── SELECTED PASSAGE

The bankruptcy court clearly has the power in the first instance to determine whether it has jurisdiction to proceed. Chicot Co. Drainage Dist. v. Baxter State Bank, 308 U.S. 371, 376-77, 60 S.Ct. 317, 319-20, 84 L.Ed. 329 (1940); United States v. United Mine Workers, 330 U.S. 258, 292 n. 57, 67 S.Ct. 677, 695 n. 57, 91 L.Ed. 884 (1947); Monte Vista Lodge v. Guardian Life Ins. Co. of America, 384 F.2d 126, 129 (9th Cir.), cert. denied, 390 U.S. 950, 88 S.Ct. 1041, 19 L.Ed.2d 1142 (1967); In re Dolly Madison Industries, Inc., 326 F. Supp. 441 (E.D.Pa. 1971). In Chicot, the Court stated that "lower federal courts are all courts of limited jurisdiction . . . . But none the less they are courts with authority . . . to determine whether or not they have jurisdiction to entertain the cause and for this purpose to construe and apply the statute under which they are asked to act." 308 U.S. at 376, 60 S.Ct. at 319. In United Mine Workers, the Court similarly stated that federal courts have jurisdiction to determine jurisdiction and "may either have to determine the facts . . . or the law, as whether the case alleged arises under a law of the United States." 330 U.S. at 292-93 n. 57, 67 S.Ct. at 695 n. 57. And it is equally clear that a court may allow or order discovery to aid in determining whether it has jurisdiction. Wells Fargo Co. v. Wells Fargo Exp. Co., 556 F.2d 406, 430 n. 24 (9th Cir. 1977) (citing cases).

────
── RECORD SET

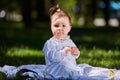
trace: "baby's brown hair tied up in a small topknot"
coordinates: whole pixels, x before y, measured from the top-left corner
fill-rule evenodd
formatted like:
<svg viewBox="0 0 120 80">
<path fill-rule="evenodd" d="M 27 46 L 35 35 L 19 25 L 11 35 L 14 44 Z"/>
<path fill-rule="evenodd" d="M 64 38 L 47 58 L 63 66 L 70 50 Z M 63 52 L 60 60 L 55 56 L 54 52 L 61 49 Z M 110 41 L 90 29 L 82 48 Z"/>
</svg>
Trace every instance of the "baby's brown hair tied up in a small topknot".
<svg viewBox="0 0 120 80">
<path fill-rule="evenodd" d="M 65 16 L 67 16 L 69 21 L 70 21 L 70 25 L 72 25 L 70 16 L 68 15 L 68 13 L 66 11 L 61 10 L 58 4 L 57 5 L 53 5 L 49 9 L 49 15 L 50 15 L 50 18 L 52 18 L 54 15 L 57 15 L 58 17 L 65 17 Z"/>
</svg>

────
── RECORD SET

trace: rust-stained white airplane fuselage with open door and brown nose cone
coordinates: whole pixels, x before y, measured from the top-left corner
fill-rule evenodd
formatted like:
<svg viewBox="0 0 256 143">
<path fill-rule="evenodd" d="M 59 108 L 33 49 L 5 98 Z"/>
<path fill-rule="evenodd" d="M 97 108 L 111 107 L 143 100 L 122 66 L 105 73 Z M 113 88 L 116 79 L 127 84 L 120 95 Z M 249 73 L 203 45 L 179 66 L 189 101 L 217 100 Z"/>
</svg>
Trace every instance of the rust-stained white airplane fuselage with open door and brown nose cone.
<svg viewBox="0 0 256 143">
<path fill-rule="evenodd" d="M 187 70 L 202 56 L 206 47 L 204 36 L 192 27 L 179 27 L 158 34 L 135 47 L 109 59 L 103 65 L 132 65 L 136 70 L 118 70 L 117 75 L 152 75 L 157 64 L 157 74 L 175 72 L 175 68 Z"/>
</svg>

────

In the passage on bankruptcy court jurisdiction, what may a court allow or order to help it determine whether it has jurisdiction?

Discovery.